_THE INPUT_.
◇ ◇ ◇

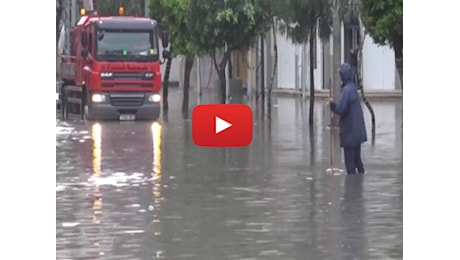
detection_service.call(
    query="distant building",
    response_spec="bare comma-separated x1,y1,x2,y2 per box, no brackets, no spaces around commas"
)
266,17,399,91
169,16,401,93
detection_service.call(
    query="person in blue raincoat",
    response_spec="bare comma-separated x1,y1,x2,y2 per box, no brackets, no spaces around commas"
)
329,63,367,174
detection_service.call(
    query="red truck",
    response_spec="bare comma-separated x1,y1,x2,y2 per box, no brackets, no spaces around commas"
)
59,5,169,121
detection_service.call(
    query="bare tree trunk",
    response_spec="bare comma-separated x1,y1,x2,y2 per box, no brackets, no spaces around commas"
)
56,0,63,50
162,46,173,114
228,54,233,79
212,49,231,104
395,58,402,89
260,36,265,118
331,9,341,127
308,30,315,127
182,56,194,118
268,18,278,120
394,40,403,90
357,44,376,144
56,0,63,79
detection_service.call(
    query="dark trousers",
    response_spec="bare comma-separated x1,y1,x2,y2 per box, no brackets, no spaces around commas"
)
343,145,365,174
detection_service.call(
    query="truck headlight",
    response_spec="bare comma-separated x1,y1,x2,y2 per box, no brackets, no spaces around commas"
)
148,94,161,103
92,93,106,103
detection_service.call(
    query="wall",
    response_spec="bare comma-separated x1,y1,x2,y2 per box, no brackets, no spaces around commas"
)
276,30,323,90
277,32,297,89
362,35,396,90
273,24,397,91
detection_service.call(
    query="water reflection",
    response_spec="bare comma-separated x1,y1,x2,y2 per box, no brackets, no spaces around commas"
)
151,122,162,176
151,121,164,258
341,175,367,259
91,122,104,256
151,121,163,209
92,123,102,174
57,92,402,259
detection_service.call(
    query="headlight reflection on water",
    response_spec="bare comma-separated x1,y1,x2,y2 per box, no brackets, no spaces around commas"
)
91,122,103,256
151,122,163,199
151,122,163,237
151,122,162,177
92,123,102,175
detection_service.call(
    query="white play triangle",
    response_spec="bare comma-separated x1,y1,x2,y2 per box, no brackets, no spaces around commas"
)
215,116,232,134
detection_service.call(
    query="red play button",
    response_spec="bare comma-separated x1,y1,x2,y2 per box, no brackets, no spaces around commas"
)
192,104,253,147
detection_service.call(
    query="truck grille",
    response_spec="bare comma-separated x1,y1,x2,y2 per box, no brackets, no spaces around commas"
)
113,72,144,80
101,83,152,88
103,72,154,81
109,95,145,107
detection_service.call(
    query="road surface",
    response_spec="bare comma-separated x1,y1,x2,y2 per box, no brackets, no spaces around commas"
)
56,89,402,259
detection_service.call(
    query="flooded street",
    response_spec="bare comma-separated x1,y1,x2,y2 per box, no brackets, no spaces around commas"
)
56,89,402,259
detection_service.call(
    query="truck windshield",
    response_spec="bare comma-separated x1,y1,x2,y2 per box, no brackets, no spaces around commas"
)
96,30,159,62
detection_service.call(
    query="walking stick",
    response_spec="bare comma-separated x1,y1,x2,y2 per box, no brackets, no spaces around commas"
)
326,80,344,175
328,79,334,174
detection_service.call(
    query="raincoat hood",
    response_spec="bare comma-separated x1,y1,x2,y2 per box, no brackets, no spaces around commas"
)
339,63,354,85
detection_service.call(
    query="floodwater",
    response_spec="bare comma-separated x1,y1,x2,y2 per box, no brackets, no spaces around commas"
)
56,89,403,260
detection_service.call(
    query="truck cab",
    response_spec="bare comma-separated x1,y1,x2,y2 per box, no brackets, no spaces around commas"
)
60,7,169,121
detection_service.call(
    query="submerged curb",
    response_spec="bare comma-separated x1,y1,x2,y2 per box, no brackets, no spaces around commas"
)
271,89,402,101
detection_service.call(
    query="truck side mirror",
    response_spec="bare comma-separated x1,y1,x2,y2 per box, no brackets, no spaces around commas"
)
162,49,171,59
81,49,88,58
161,30,169,48
81,31,88,47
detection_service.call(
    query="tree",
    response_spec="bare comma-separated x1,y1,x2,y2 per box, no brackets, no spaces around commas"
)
162,0,204,115
56,0,64,77
149,0,173,114
56,0,64,50
278,0,332,126
360,0,403,88
159,0,205,117
188,0,273,104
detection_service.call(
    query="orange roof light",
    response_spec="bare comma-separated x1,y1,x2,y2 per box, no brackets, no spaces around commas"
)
80,8,86,16
119,6,124,15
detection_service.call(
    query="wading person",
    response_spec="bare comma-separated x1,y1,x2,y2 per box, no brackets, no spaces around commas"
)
329,63,367,174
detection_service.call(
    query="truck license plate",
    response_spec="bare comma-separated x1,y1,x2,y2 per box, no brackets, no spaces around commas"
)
119,114,136,121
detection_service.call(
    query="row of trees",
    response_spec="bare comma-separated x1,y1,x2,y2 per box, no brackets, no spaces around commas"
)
56,0,402,122
147,0,402,121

◇ ◇ ◇

Exactness is what counts here: copy each entry as given and omit its pictures.

detection_service.call(
    query="distant building",
    response_spec="bare comma-separated x1,y1,x2,y2 per box, no brackets, no spaces around commas"
)
266,17,399,91
169,16,401,93
detection_service.call(
    query="person in blue raincoat",
    response_spec="bare comma-separated x1,y1,x2,y2 per box, no brackets, no spaces around commas"
)
329,63,367,174
detection_service.call(
    query="red truck",
    response_spec="bare comma-separated x1,y1,x2,y2 per box, no brackets, no spaces around commas"
)
59,5,169,121
detection_service.call(
    query="bare tree trunk",
    response_spec="bare comma-separated x1,y1,x2,y2 per box, no brackets, no spaces around commas"
)
56,0,63,50
162,46,173,114
228,54,233,79
212,49,231,104
395,58,402,89
260,36,265,118
331,9,341,127
308,30,315,127
182,56,194,118
268,18,278,120
394,40,403,90
357,44,376,144
56,0,63,79
detection_service.call(
    query="dark trousers",
    response_spec="bare comma-separated x1,y1,x2,y2 per box, no brackets, no spaces around commas"
)
343,145,365,174
detection_service.call(
    query="truck headlight",
    response_spec="bare comma-separated x1,y1,x2,y2 per box, no brackets, no spaces around commas"
)
148,94,161,103
92,93,106,103
detection_service.call(
    query="wall",
    response_spec="bare comma-separated x1,y1,x2,y2 per box, no brackets, no spaces around commas"
)
276,30,323,90
277,32,297,89
362,35,396,90
273,24,397,91
detection_service.call(
    query="water reflection",
    response_spec="bare comma-separated x1,y1,x2,y2 per box, no brackets, no spaces around commas"
)
151,122,162,176
151,121,164,258
341,175,367,259
91,122,104,256
151,121,163,209
92,123,102,174
57,92,402,259
detection_service.call(
    query="headlight reflection on water",
    response_spec="bare comma-separated x1,y1,x2,y2 per box, no brackets, no spaces around commas"
)
91,122,103,256
151,122,163,199
151,122,163,237
151,122,162,177
92,123,102,175
detection_service.call(
    query="white play triangle",
    response_spec="bare comma-separated x1,y1,x2,y2 per box, no brackets, no spaces around commas"
)
215,116,232,134
detection_service.call(
    query="red play button",
    response_spec="bare comma-separated x1,y1,x2,y2 per box, no brackets, no spaces around commas"
)
192,104,253,147
detection_service.call(
    query="truck grille",
    response_spec="bare comma-separated x1,y1,x2,y2 per box, no brackets, no spaces around commas"
)
113,72,144,80
101,83,152,88
103,72,154,81
109,95,145,107
detection_service.call(
    query="road surface",
    response_spec="bare comma-separated x1,y1,x2,y2 per box, no brackets, no spaces around commas"
)
56,89,402,259
detection_service.call(
    query="flooded street",
    response_spec="bare comma-separated x1,y1,x2,y2 per box, no brackets, no spaces around commas"
)
56,89,402,259
detection_service.call(
    query="truck windshield",
    response_spec="bare comma-separated x1,y1,x2,y2 per box, no brackets, no spaces around commas"
)
96,30,159,62
detection_service.call(
    query="walking stick",
    response_spec="bare comma-separated x1,y1,x2,y2 per box, no brackets, no spaces around commas"
)
326,80,344,175
328,79,334,174
detection_service.call(
    query="raincoat hood",
    response_spec="bare comma-separated x1,y1,x2,y2 per box, no brackets, no spaces around commas"
)
339,63,354,85
detection_service.call(
    query="floodwater",
    response_spec="bare comma-separated x1,y1,x2,y2 per box, no brackets, no spaces around commas"
)
56,89,403,260
detection_service.call(
    query="truck cab",
    response_spec="bare comma-separated x1,y1,x2,y2 per box, no brackets, no spaces around commas"
)
60,7,169,121
detection_service.call(
    query="submerged curb",
    response_spec="bare comma-separated x1,y1,x2,y2 per box, no brackets, no spaces around commas"
)
271,89,402,101
detection_service.call(
    query="truck side mirror",
    response_spec="bare comma-separated x1,y1,x2,y2 per box, no brackets, no spaces around commas"
)
162,49,171,59
81,49,88,58
161,30,169,48
81,31,88,47
detection_service.call(
    query="tree",
    response_spec="bare comma-separated x1,y1,x2,y2 per box, no brackets, no spaces around commas"
)
162,0,204,115
56,0,64,77
149,0,173,114
56,0,64,50
278,0,332,126
360,0,403,88
159,0,205,117
188,0,273,104
detection_service.call(
    query="orange roof light",
    response_spec="bare comma-separated x1,y1,x2,y2 per box, no brackets, no spaces around commas"
)
80,8,86,16
119,6,124,15
detection_service.call(
    query="wading person",
    response_spec="bare comma-separated x1,y1,x2,y2 per box, no brackets, no spaces around commas"
)
329,63,367,174
detection_service.call(
    query="truck license plate",
    response_spec="bare comma-separated x1,y1,x2,y2 per box, no brackets, no spaces around commas"
)
119,114,136,121
detection_service.call(
    query="row of trees",
    response_spec="bare comma-separated x1,y1,x2,y2 per box, no brackets, no spaces around commas"
)
56,0,402,122
147,0,402,121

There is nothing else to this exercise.